== TEXT ==
○ ○ ○ ○

Makes the FICA employer credit for employee tips available whether or not the employee reported such income.
Revises provisions concerning the due date for first quarter estimated payments by private foundations.
Chapter 6: Estates and Trusts - Subchapter A: Income Tax Provisions - Provides an irrevocable election to treat certain revocable trusts as part of the estate.
Makes the separate share rules available to estates.
Limits the taxable year of an estate to a year ending on October 31, November 30, or December 31.
Provides for the treatment of, as well as defines, a qualified funeral trust.
Subchapter B: Estate and Gift Tax Provisions - Allows the right of recovery with respect to qualified terminable interest property to be waived in a will only by specific reference.
Provides that a transfer from a revocable trust within three years of death does not result in the inclusion of the transfer in the gross estate.
Revises the qualified terminable interest rules with respect to a trust and the marital deduction.
Provides that a trust created before the enactment of the Revenue Reconciliation Act of 1990 is treated as satisfying the withholding requirement if its trust instrument requires that all trustees be U.S. citizens or domestic corporations.
Directs the Secretary to prescribe procedures which provide that executors will have the opportunity to submit subsequent information on a recapture agreement in the filing of an estate tax return.
Prohibits the revaluation of a gift for which the statute of limitations period has passed for purposes of determining the estate tax bracket and the unified credit.

○ ○ ○ ○

== INPUT ROWS ==
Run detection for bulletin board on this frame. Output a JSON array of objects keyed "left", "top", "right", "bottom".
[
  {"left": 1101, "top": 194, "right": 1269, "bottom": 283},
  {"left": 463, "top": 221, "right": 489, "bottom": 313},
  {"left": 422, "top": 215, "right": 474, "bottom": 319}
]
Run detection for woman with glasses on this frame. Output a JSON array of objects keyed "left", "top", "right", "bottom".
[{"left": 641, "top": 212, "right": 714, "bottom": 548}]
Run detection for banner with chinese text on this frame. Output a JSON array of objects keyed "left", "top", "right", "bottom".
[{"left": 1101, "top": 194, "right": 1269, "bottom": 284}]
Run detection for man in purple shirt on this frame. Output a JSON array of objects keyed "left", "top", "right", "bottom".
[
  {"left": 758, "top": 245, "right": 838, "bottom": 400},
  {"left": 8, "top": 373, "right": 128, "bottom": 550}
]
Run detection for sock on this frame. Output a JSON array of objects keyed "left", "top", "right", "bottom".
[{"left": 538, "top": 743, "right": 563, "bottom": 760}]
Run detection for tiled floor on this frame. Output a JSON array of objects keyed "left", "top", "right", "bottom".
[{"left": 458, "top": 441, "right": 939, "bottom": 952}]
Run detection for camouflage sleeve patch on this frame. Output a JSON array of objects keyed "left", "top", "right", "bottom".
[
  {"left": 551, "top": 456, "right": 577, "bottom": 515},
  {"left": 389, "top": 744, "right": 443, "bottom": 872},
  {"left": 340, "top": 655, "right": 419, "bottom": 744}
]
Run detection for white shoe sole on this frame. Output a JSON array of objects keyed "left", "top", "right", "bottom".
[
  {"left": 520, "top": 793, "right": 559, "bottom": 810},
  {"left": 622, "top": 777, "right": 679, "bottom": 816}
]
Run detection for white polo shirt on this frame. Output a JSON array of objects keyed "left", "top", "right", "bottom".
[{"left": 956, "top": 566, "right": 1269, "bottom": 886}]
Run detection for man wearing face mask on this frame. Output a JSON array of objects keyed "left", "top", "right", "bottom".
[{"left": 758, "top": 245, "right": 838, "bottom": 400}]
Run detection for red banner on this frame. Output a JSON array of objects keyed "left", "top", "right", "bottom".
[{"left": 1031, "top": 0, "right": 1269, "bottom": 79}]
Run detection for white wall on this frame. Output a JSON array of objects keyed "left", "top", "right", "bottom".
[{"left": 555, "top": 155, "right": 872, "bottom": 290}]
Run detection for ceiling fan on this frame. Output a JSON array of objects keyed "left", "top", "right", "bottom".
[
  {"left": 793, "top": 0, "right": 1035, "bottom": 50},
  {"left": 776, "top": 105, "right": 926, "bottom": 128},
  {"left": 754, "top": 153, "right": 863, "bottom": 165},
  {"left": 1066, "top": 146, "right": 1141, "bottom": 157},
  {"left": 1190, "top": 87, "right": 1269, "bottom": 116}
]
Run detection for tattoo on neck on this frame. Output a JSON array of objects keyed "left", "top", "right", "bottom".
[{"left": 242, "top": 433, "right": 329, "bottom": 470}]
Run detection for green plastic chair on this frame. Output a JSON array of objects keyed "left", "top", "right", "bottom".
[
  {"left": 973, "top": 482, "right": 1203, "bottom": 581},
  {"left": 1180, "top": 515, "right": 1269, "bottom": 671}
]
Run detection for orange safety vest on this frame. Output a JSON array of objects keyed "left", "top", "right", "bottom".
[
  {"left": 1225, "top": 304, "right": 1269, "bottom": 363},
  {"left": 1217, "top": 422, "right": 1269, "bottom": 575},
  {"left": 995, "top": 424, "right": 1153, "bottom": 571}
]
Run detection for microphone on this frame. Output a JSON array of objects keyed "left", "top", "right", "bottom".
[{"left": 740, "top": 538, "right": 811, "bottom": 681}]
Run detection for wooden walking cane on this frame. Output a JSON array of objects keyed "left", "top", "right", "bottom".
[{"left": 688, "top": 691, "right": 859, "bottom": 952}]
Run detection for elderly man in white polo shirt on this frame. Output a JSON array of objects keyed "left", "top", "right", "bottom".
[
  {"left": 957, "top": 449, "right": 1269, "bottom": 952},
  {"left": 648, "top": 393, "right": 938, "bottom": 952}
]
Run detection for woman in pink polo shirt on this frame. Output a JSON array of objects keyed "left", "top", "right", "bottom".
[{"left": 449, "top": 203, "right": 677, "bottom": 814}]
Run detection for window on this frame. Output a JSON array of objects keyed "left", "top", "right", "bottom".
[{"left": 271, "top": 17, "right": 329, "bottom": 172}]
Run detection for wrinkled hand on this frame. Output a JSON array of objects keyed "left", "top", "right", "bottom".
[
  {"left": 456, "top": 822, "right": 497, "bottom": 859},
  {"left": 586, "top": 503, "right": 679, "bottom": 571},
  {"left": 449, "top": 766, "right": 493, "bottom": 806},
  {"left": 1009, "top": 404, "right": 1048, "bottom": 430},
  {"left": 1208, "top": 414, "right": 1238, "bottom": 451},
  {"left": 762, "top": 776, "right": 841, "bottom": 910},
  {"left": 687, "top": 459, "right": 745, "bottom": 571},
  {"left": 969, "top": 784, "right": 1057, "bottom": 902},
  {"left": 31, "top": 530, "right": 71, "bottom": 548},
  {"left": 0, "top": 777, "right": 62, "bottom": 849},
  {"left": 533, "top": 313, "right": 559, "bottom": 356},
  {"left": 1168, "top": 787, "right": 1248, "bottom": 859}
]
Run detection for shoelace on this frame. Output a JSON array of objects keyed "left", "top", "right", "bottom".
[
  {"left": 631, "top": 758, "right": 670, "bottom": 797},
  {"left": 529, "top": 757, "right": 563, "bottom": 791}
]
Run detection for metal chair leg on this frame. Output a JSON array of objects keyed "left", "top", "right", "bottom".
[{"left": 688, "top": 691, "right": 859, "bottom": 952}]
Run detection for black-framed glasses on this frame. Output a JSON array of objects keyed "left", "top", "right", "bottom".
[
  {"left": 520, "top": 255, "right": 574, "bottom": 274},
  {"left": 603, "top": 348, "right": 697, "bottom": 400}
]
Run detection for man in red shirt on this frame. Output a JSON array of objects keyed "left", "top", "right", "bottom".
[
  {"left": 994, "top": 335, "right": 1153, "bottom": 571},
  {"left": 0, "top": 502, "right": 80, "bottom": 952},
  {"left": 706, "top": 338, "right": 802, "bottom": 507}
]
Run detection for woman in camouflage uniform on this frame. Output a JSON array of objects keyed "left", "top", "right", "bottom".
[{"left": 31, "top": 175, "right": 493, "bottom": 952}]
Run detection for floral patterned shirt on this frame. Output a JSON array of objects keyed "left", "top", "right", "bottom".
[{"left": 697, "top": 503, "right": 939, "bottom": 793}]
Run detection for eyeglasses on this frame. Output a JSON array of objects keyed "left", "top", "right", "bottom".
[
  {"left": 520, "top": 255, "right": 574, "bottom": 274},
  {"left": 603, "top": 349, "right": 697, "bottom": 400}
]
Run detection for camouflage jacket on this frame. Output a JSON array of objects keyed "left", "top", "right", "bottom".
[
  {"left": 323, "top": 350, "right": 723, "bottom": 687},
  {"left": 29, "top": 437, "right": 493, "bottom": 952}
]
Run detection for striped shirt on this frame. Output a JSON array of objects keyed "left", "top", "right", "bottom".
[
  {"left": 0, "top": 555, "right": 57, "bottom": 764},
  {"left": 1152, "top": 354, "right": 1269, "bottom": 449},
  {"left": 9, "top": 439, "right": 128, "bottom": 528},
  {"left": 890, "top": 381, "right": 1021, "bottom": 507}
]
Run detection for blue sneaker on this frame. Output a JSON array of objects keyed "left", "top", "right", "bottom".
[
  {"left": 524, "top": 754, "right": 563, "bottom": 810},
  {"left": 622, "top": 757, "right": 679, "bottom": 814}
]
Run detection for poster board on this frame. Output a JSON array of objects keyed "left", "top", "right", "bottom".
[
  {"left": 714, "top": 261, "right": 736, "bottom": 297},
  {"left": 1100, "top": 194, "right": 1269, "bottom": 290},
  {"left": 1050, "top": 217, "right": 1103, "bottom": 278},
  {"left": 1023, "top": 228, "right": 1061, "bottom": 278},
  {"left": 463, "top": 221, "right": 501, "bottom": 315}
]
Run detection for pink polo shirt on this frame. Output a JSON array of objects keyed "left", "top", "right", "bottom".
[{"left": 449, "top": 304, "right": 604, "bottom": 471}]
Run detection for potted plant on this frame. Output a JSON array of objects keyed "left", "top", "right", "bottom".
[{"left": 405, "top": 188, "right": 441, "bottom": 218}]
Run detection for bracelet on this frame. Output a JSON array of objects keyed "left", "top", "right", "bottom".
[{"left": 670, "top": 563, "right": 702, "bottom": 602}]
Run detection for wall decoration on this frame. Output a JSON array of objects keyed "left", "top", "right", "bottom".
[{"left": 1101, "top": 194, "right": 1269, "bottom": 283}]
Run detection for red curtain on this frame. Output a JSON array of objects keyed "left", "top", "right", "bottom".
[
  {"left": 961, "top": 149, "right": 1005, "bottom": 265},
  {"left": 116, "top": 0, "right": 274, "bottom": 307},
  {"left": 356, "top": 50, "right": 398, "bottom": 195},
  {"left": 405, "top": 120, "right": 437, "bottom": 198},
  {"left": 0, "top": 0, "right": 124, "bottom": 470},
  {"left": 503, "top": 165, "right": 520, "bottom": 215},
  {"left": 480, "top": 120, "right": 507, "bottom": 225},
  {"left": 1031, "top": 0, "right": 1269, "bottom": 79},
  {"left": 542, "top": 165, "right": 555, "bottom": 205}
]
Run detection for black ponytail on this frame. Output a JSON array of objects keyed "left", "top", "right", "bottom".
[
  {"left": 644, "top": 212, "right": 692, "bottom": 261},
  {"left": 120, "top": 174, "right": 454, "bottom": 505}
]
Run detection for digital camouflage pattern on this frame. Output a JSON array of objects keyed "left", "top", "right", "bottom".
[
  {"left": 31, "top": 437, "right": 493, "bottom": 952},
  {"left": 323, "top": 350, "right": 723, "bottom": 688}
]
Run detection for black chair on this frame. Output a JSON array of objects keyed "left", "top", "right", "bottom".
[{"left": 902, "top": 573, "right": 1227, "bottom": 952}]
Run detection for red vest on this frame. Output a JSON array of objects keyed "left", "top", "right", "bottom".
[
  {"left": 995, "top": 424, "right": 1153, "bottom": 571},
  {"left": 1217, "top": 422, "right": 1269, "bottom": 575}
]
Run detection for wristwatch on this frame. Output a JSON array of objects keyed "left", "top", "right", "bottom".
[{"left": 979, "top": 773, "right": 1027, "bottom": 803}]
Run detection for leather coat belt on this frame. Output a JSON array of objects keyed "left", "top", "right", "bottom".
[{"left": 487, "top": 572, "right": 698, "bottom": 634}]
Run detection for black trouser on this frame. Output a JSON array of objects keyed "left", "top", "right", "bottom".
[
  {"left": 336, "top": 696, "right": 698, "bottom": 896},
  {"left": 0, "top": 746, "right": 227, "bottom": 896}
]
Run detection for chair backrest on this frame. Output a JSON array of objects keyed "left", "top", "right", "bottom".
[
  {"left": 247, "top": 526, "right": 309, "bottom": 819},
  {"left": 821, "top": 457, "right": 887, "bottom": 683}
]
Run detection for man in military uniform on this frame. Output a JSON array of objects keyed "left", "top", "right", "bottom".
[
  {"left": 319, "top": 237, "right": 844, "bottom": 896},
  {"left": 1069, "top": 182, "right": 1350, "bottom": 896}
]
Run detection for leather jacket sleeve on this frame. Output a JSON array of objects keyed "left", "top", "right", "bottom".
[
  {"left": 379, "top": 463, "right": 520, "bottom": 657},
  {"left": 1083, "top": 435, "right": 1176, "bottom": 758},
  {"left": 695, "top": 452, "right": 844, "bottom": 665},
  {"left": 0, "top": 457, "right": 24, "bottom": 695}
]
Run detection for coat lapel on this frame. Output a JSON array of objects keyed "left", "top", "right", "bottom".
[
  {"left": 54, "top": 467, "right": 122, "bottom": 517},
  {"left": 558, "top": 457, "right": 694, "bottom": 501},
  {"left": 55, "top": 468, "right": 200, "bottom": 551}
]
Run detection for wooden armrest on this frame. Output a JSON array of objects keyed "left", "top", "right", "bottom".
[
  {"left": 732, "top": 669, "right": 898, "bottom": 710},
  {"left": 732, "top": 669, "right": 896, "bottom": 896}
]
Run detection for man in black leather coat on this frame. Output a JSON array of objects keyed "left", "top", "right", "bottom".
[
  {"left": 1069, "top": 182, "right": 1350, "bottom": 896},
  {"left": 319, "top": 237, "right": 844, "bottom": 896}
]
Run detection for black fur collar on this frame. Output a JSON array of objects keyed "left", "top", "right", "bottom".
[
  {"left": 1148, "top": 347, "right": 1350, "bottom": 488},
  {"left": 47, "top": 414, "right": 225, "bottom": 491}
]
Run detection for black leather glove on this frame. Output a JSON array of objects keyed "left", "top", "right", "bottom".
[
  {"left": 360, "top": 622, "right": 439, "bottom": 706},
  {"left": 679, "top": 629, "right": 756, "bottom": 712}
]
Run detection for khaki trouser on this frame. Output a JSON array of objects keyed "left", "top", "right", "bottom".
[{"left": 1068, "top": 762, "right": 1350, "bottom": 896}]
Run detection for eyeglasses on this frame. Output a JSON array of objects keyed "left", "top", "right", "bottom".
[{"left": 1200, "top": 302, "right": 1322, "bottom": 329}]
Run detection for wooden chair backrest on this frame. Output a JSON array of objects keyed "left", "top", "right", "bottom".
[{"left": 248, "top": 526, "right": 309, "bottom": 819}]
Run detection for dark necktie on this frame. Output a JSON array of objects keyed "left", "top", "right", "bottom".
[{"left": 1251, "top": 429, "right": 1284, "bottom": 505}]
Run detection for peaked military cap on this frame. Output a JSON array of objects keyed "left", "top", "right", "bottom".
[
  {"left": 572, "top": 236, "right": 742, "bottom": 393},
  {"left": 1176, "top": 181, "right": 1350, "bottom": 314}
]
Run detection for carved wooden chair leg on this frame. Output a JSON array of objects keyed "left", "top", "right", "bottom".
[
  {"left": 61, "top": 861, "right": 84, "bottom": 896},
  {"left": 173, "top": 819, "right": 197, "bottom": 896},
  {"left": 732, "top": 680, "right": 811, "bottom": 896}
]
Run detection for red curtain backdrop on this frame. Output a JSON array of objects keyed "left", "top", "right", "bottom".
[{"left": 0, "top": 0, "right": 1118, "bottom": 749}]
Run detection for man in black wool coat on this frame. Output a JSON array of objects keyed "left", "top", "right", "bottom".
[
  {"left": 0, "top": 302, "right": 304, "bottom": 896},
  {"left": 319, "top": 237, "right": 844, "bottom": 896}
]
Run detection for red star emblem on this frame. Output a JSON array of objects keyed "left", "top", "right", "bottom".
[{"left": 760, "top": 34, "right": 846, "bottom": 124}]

○ ○ ○ ○

== COMPLETE THE FOLLOWING ==
1. Retype the tax provisions summary, everything from "Chapter 6: Estates" down to "the marital deduction.".
2. Pull out every line in the entries that contains the word "leather", treating uppercase and lowercase as different.
The tax provisions summary and the entries have nothing to do with each other.

== FINAL RESULTS ==
1.
Chapter 6: Estates and Trusts - Subchapter A: Income Tax Provisions - Provides an irrevocable election to treat certain revocable trusts as part of the estate.
Makes the separate share rules available to estates.
Limits the taxable year of an estate to a year ending on October 31, November 30, or December 31.
Provides for the treatment of, as well as defines, a qualified funeral trust.
Subchapter B: Estate and Gift Tax Provisions - Allows the right of recovery with respect to qualified terminable interest property to be waived in a will only by specific reference.
Provides that a transfer from a revocable trust within three years of death does not result in the inclusion of the transfer in the gross estate.
Revises the qualified terminable interest rules with respect to a trust and the marital deduction.

2.
Run detection for leather coat belt on this frame. Output a JSON array of objects keyed "left", "top", "right", "bottom".
Run detection for leather jacket sleeve on this frame. Output a JSON array of objects keyed "left", "top", "right", "bottom".
Run detection for man in black leather coat on this frame. Output a JSON array of objects keyed "left", "top", "right", "bottom".
Run detection for black leather glove on this frame. Output a JSON array of objects keyed "left", "top", "right", "bottom".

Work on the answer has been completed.